• RECORD EXTRACTS:
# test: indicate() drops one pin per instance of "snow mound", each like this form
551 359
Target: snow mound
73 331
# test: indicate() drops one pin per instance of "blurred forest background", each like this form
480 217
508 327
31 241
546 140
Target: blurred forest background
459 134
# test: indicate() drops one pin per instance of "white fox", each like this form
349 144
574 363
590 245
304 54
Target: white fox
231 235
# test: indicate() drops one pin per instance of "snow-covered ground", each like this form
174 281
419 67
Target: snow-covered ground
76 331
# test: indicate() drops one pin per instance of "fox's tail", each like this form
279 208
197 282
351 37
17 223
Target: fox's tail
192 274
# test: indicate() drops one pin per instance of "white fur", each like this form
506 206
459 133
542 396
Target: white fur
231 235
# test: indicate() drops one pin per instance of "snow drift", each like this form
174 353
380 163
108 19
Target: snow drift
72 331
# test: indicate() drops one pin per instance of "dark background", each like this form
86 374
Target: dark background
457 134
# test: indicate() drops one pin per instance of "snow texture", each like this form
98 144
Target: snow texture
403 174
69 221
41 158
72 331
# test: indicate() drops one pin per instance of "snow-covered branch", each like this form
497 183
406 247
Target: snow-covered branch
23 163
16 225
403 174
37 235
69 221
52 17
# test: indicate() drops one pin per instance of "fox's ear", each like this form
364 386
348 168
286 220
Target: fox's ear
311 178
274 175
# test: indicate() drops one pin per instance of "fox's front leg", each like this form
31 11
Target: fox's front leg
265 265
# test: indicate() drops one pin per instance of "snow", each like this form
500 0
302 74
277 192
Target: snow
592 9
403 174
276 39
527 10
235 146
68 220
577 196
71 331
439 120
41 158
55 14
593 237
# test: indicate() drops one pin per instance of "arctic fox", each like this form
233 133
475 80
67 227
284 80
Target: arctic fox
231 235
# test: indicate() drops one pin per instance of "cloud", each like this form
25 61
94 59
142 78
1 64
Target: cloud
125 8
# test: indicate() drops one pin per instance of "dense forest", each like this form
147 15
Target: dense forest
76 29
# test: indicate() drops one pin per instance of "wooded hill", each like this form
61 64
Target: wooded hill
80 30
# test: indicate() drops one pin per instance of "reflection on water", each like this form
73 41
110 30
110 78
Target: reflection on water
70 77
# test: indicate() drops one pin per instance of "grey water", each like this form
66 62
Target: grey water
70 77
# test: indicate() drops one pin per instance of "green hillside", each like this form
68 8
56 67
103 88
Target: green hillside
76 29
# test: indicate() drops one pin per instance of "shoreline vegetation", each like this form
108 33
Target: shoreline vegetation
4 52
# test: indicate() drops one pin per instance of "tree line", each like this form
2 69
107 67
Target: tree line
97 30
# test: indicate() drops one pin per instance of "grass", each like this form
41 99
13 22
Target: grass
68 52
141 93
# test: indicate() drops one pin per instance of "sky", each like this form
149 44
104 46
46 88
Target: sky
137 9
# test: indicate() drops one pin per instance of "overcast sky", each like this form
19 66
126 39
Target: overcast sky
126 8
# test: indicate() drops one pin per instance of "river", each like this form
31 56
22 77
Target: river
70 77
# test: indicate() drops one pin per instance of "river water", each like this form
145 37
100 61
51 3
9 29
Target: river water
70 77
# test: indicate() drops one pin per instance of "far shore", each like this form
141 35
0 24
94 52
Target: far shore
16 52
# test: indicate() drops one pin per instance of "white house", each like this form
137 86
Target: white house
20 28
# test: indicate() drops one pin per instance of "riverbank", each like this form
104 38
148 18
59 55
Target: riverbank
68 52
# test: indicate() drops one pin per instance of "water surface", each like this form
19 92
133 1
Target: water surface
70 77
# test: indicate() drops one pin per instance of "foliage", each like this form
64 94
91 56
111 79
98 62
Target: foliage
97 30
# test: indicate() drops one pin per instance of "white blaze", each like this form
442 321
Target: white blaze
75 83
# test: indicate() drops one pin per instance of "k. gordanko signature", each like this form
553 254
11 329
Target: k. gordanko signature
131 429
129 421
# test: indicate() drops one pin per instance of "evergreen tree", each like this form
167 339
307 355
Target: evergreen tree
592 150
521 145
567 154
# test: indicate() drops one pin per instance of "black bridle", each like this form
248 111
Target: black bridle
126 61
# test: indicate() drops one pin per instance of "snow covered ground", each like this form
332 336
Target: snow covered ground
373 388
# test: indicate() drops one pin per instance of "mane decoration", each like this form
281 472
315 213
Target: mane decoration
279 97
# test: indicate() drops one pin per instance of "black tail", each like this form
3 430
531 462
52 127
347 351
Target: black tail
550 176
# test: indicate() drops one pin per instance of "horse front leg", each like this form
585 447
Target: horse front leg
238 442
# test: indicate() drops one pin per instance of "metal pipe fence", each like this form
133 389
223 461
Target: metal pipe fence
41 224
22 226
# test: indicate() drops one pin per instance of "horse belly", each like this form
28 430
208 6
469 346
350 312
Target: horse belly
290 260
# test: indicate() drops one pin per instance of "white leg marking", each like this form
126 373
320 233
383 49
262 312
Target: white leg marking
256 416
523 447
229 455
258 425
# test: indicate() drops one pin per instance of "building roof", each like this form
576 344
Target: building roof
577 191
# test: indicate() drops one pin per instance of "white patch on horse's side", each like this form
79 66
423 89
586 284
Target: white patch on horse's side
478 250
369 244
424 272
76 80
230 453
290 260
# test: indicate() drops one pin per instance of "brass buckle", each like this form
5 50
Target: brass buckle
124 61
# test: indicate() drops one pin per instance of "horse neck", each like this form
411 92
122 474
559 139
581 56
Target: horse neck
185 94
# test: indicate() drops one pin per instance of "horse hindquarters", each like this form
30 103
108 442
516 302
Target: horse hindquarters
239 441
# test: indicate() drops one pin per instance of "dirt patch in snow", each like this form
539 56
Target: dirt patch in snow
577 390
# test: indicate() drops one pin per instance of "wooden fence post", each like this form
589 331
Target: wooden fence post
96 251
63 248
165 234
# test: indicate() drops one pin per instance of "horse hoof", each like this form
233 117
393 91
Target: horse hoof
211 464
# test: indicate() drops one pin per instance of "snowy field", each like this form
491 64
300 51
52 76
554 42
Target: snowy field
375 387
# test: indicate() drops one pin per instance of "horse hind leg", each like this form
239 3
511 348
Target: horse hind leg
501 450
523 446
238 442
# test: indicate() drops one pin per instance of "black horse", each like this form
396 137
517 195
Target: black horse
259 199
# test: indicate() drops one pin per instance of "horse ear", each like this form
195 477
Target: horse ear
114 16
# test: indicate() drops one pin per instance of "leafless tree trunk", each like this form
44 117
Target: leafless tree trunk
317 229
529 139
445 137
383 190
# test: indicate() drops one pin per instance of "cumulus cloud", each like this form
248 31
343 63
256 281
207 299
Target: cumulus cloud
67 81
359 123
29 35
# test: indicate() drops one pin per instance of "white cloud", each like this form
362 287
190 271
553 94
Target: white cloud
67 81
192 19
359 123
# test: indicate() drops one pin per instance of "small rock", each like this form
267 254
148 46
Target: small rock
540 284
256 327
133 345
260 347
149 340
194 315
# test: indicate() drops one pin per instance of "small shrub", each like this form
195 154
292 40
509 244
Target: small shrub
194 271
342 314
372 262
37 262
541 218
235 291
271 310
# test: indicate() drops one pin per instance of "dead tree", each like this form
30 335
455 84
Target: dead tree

• GOAL OF THE EXERCISE:
Copy out each record from above, exactly.

• THE OUTPUT:
# test: indicate() drops one pin per instance of "snow mound", each like this form
551 359
Target: snow mound
73 331
# test: indicate() drops one pin per instance of "blurred forest background", each like this form
480 217
508 327
31 241
546 140
Target: blurred forest background
459 134
# test: indicate() drops one pin per instance of "white fox", each like this form
349 144
574 363
590 245
304 54
Target: white fox
231 235
# test: indicate() drops one pin per instance of "snow-covered ground", each like this form
174 281
419 67
Target: snow-covered ground
76 331
# test: indicate() drops one pin per instance of "fox's tail", each like this form
279 208
197 282
351 37
17 223
Target: fox's tail
192 274
# test: indicate() drops one pin per instance of "white fur", each like this form
506 206
459 133
542 396
Target: white fur
231 235
# test: indicate() drops one pin per instance of "snow drift", each like this form
174 353
380 163
108 19
Target: snow drift
72 331
# test: indicate() drops one pin per instance of "dark background", each like this form
86 374
Target: dark background
457 134
# test: indicate() drops one pin per instance of "snow texture", each like this form
98 144
Target: snow texture
403 174
69 221
41 158
72 331
# test: indicate() drops one pin per instance of "snow-covered branch", each like this form
497 183
406 247
Target: snow-covered branch
23 163
16 225
403 174
37 235
69 221
52 17
# test: indicate() drops one pin per instance of "fox's ear", each like this form
364 386
348 168
286 220
Target: fox's ear
311 178
274 175
# test: indicate() drops one pin per instance of "fox's front leg", each like this form
31 11
Target: fox's front leg
265 265
# test: indicate() drops one pin per instance of "snow", each like this form
500 0
302 74
277 192
Target: snow
592 9
403 174
276 39
527 10
235 146
68 220
577 196
71 331
439 120
41 158
55 14
593 237
# test: indicate() drops one pin per instance of "arctic fox", each like this form
233 133
475 80
67 227
284 80
Target: arctic fox
231 235
# test: indicate() drops one pin per instance of "cloud", each like this form
25 61
94 59
142 78
1 64
Target: cloud
125 8
# test: indicate() drops one pin per instance of "dense forest", each like this form
147 15
Target: dense forest
76 29
# test: indicate() drops one pin per instance of "wooded hill", each like this form
61 64
Target: wooded hill
80 30
# test: indicate() drops one pin per instance of "reflection on water", each like this form
73 41
110 30
110 78
Target: reflection on water
70 77
# test: indicate() drops one pin per instance of "grey water", each like this form
66 62
Target: grey water
70 77
# test: indicate() drops one pin per instance of "green hillside", each like this form
68 8
56 67
103 88
Target: green hillside
76 29
# test: indicate() drops one pin per instance of "shoreline vegetation", each like this form
108 33
Target: shoreline vegetation
4 52
# test: indicate() drops one pin per instance of "tree line", each like this form
2 69
107 67
Target: tree line
97 30
# test: indicate() drops one pin per instance of "grass", each like this form
41 99
13 22
Target: grass
68 52
141 93
# test: indicate() drops one pin per instance of "sky", each like this form
149 44
104 46
46 88
Target: sky
137 9
# test: indicate() drops one pin per instance of "overcast sky", each like this form
19 66
126 39
Target: overcast sky
126 8
# test: indicate() drops one pin per instance of "river", each like this form
31 56
22 77
Target: river
70 77
# test: indicate() drops one pin per instance of "river water", each like this form
145 37
100 61
51 3
9 29
Target: river water
70 77
# test: indicate() drops one pin per instance of "far shore", each like this form
141 35
0 24
94 52
Target: far shore
16 52
# test: indicate() drops one pin per instance of "white house", each like this form
137 86
Target: white house
20 28
# test: indicate() drops one pin per instance of "riverbank", each like this form
104 38
148 18
59 55
Target: riverbank
68 52
# test: indicate() drops one pin per instance of "water surface", each like this form
19 92
133 1
Target: water surface
70 77
# test: indicate() drops one pin per instance of "foliage", each like this form
64 94
91 56
111 79
98 62
Target: foliage
97 30
# test: indicate() drops one pin per instance of "white blaze", each like this form
442 321
Target: white blaze
75 83
# test: indicate() drops one pin per instance of "k. gordanko signature", each like this form
553 254
11 329
Target: k. gordanko signature
131 429
129 421
# test: indicate() drops one pin per instance of "evergreen tree", each like this form
167 339
307 355
Target: evergreen tree
592 150
521 145
567 154
# test: indicate() drops one pin per instance of "black bridle", each like this form
248 111
Target: black bridle
126 61
# test: indicate() drops one pin per instance of "snow covered ground", each like this form
332 336
Target: snow covered ground
373 388
# test: indicate() drops one pin per instance of "mane decoration", each like this form
281 472
315 213
Target: mane decoration
279 97
# test: indicate() drops one pin per instance of "black tail", each like this form
3 430
531 462
52 127
347 351
Target: black tail
550 176
# test: indicate() drops one pin per instance of "horse front leg", each like this form
585 447
Target: horse front leg
238 442
# test: indicate() drops one pin per instance of "metal pipe fence", each like this form
133 389
223 461
Target: metal pipe fence
41 224
22 226
# test: indicate() drops one pin per instance of "horse belly", each like this form
28 430
208 6
469 346
350 312
Target: horse belly
290 260
# test: indicate() drops one pin per instance of "white leg marking", each like this form
126 373
320 233
383 49
262 312
Target: white leg marking
256 416
523 447
229 455
258 425
# test: indicate() drops one pin per instance of "building roof", each like this form
576 344
Target: building roof
577 191
# test: indicate() drops one pin per instance of "white patch on horse's side", each like this form
79 66
423 89
586 284
Target: white patch on horse's side
478 250
369 244
424 272
76 80
230 453
290 260
# test: indicate() drops one pin per instance of "brass buckle", each like this form
5 50
Target: brass buckle
124 61
# test: indicate() drops one pin per instance of "horse neck", each like this form
411 92
122 474
559 139
581 56
Target: horse neck
185 94
# test: indicate() drops one pin per instance of "horse hindquarters", each like this form
30 103
108 442
516 302
Target: horse hindquarters
239 441
# test: indicate() drops one pin per instance of "dirt patch in snow", each like this form
539 56
Target: dirt patch in snow
577 390
# test: indicate() drops one pin per instance of "wooden fence post", each like this form
589 331
Target: wooden fence post
96 251
63 248
165 234
# test: indicate() drops one pin per instance of "horse hoof", each like this form
233 117
393 91
Target: horse hoof
211 464
# test: indicate() drops one pin per instance of "snowy field", each like this form
491 64
300 51
52 76
554 42
Target: snowy field
375 387
# test: indicate() drops one pin per instance of "horse hind leg", each like this form
239 3
511 348
Target: horse hind leg
501 450
523 446
238 442
# test: indicate() drops one pin per instance of "black horse", each like this form
396 137
517 195
Target: black horse
259 199
# test: indicate() drops one pin per instance of "horse ear", each like this form
195 477
Target: horse ear
114 16
# test: indicate() drops one pin per instance of "leafless tree trunk", each like this form
44 117
Target: leafless tree trunk
317 229
529 139
445 137
383 190
# test: indicate() drops one pin per instance of "cumulus cloud", each like this form
248 31
343 63
256 281
207 299
Target: cumulus cloud
67 81
359 123
29 35
# test: indicate() drops one pin per instance of "white cloud", each like this form
362 287
190 271
553 94
Target: white cloud
67 81
192 19
359 123
# test: indicate() drops one pin per instance of "small rock", each like this form
267 254
148 46
Target: small rock
540 284
256 327
133 345
260 347
149 340
194 315
# test: indicate() drops one pin per instance of "small shrub", each like this form
195 154
292 40
509 244
Target: small shrub
194 271
342 314
372 262
37 262
541 218
235 291
271 310
# test: indicate() drops one pin per instance of "dead tree", each like this form
30 335
455 84
Target: dead tree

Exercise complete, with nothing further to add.